◆ TEXTE FOURNI
7. Je suis conscient que ce problème peut paraître mineur, pour autant il fait partie de ceux sur lesquels l’Assemblée devrait prendre position et s’exprimer clairement. Qui plus est, c’est une question à laquelle les Etats membres devraient accorder une attention immédiate, même en période d’austérité économique.

2. Les besoins des personnes détenues et des réfugiés en matière de soins de santé (amendements B et C)

8. Les soins de santé dans le cadre de la détention liée à l’immigration est une question que la commission des migrations, des réfugiés et de la population a été amenée à traiter en de nombreuses occasions dans les différents Etats membres. C’est aussi un problème auquel j’ai été confronté lors de plusieurs visites dans des centres de rétention en France, Grèce et Italie, ainsi que dans mon propre pays, la Suède, dans le cadre des fonctions d’officier de police que j’ai exercées.
9. Les personnes placées en rétention sont particulièrement vulnérables, qu’il s’agisse de détenus en prison ou de migrants en centre de rétention. Je propose par conséquent de les mentionner en tant que groupe particulièrement vulnérable parmi les autres groupes vulnérables listés au paragraphe 3 du projet de résolution.

◆ MATÉRIEL FOURNI
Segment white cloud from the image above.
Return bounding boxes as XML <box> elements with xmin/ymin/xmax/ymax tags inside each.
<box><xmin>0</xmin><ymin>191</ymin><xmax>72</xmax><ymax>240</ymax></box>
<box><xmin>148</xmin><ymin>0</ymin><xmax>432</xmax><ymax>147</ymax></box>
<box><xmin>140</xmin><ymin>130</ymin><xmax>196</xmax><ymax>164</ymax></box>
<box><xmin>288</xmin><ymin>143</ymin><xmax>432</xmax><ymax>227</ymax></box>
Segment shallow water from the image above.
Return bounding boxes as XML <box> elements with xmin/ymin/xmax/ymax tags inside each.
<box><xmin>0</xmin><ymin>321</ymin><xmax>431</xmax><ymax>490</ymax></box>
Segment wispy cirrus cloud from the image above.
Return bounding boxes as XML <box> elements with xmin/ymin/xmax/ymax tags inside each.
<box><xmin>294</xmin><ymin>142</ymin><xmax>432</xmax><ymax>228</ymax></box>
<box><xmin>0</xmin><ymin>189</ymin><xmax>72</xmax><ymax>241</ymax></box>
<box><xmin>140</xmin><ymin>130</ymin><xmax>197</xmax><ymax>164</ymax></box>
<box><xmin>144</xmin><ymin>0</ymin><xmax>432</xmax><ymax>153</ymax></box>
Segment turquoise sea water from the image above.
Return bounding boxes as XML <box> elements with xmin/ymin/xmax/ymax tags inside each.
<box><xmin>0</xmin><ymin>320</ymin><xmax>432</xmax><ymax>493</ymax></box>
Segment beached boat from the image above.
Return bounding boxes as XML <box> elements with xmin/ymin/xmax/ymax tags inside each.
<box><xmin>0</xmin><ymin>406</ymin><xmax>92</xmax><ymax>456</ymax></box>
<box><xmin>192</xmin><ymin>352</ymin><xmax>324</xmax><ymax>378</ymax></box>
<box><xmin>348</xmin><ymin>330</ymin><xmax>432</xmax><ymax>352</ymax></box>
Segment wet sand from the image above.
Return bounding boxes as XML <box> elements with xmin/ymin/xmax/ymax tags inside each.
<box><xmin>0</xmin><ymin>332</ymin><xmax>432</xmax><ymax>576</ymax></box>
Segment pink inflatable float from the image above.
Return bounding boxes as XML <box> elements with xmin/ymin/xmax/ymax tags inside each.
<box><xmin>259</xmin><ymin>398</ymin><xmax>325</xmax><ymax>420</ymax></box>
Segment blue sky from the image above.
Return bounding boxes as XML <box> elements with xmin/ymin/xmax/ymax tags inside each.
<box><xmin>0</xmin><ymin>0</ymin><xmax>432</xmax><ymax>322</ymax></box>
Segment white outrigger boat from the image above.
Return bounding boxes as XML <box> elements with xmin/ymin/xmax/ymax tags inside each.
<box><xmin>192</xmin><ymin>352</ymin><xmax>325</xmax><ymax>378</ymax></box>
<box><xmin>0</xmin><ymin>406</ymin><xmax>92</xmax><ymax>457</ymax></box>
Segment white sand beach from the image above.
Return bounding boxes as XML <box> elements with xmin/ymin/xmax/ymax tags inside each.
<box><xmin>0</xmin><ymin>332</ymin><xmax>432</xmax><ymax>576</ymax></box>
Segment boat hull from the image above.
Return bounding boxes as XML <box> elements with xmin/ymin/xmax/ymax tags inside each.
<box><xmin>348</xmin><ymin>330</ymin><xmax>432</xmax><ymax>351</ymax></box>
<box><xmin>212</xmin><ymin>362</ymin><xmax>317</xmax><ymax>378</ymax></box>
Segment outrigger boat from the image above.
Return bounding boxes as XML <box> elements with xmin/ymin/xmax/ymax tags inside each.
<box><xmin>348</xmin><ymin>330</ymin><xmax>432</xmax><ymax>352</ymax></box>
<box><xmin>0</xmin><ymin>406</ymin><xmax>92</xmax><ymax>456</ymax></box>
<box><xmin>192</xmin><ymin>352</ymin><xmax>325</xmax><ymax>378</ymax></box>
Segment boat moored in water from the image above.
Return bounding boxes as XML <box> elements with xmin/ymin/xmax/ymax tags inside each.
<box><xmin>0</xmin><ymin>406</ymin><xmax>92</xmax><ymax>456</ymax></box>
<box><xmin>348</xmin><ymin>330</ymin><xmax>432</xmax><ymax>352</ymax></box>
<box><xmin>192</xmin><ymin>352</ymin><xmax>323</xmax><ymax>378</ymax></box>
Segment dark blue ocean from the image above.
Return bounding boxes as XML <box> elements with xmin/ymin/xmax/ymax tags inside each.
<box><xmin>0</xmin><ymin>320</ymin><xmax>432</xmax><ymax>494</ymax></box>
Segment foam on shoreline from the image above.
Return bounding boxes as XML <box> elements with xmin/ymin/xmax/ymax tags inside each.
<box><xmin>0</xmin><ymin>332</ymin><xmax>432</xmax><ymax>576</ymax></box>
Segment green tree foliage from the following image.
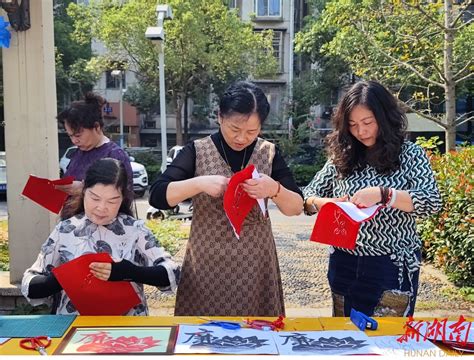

◆ CONSIGNE
Reprenez le texte sur les soins de santé des personnes détenues et des réfugiés juste après sa dernière phrase.

◆ RÉPONSE ATTENDUE
10. Dans ce même ordre idée, les réfugiés arrivent dans leur pays d’accueil après avoir été victimes de persécutions. En conséquence des souffrances endurées, ils peuvent nécessiter des soins de santé physique et mentale. Qui plus est, il arrive qu’ils aient dû effectuer un long voyage, pénible et dangereux, pour atteindre leur pays d’accueil. En cela, ils constituent un groupe vulnérable qu’il conviendrait de mentionner.

3. La santé mentale (amendement A)

11. Comme je viens de le mentionner, de nombreux réfugiés, mais aussi des migrants en situation irrégulière, embarqués dans de longs et périlleux voyages, arrivent parfois avec de graves problèmes de santé mentale. Et ces problèmes peuvent être exacerbés dans le cas des enfants. Par ailleurs, les migrants, dans la société d’accueil, peuvent rencontrer des problèmes pour accéder aux soins de santé mentale, pour des raisons diverses et variées, liées notamment à leur sensibilité culturelle et à des difficultés à communiquer et à comprendre les prestations à leur disposition. Dans un nouveau rapport du Rapporteur spécial des Nations Unies sur le droit de toute personne de jouir du meilleur état de santé physique et mentale susceptible d'être atteint 
			(4) 
			Anand
Grover, Nations Unies, Assemblée générale, 15 mai 2013, A/HRC/23/41,
page 23.V.e, le rapporteur recommande que les Etats garantissent l’accès aux infrastructures, biens et services de santé mentale, y compris les groupes d’aide sociale et les programmes de réunification familiale, à tous les travailleurs migrants – y compris les travailleurs migrants en situation irrégulière et les travailleurs migrants rapatriés.
12. Les questions de soins de santé mentale sont importantes pour l’ensemble de la population et le sont plus encore pour les groupes vulnérables que sont les migrants, les réfugiés et les demandeurs d’asile. En conséquence, je propose une référence générale aux soins de santé mentale au paragraphe 3 du projet de résolution.